● **Directions**
All lines from the one containing "Exercise. Point to the house window" to the end of the listing below are to be reproduced exactly, and no others.

● **Extracted information**
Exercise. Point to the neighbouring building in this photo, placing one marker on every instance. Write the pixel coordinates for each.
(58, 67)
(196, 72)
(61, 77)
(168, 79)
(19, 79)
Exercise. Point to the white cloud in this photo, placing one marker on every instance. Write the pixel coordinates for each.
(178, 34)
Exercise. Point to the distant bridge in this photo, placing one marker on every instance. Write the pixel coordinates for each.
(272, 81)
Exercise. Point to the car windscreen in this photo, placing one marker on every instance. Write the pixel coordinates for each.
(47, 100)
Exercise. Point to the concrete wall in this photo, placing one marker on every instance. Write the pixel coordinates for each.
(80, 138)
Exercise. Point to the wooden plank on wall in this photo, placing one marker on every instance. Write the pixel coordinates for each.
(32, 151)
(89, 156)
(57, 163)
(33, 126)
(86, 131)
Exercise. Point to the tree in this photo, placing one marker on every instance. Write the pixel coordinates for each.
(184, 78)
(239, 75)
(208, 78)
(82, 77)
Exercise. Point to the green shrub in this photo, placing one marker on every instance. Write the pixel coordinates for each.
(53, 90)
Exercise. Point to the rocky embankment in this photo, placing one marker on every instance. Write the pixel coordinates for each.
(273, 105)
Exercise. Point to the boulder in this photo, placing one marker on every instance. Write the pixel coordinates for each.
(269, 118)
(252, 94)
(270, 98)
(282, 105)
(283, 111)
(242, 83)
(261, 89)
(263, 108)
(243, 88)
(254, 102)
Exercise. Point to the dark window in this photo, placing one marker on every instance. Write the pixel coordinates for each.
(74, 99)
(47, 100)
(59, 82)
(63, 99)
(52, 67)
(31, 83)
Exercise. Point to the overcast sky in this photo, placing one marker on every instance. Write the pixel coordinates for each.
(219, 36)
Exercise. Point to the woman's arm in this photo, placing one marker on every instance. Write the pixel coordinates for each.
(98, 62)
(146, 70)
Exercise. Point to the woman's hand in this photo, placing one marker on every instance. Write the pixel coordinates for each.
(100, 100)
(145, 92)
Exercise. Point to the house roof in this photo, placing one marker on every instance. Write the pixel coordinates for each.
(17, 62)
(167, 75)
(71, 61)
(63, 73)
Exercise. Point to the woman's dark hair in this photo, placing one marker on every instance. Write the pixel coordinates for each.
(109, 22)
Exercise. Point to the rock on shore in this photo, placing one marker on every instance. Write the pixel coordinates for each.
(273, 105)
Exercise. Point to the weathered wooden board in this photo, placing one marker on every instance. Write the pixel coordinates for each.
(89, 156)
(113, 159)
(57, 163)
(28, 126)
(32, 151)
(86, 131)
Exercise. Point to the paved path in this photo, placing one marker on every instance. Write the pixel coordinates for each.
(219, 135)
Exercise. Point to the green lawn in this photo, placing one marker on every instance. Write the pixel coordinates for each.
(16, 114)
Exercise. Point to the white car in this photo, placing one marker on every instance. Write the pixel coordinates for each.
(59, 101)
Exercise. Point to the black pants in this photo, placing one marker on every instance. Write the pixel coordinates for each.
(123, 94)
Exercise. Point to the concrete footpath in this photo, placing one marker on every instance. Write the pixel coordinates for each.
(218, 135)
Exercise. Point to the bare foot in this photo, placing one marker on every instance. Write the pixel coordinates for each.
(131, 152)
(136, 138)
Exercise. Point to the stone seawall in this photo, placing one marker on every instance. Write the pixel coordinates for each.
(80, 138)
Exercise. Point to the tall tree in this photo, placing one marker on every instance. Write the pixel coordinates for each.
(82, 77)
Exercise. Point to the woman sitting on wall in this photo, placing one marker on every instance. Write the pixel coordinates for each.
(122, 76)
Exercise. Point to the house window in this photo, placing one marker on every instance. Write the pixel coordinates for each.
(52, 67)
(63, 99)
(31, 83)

● **Answer**
Exercise. Point to the house window in this photo, placing one marker on every instance. Write the pixel coordinates for each.
(52, 67)
(63, 99)
(31, 83)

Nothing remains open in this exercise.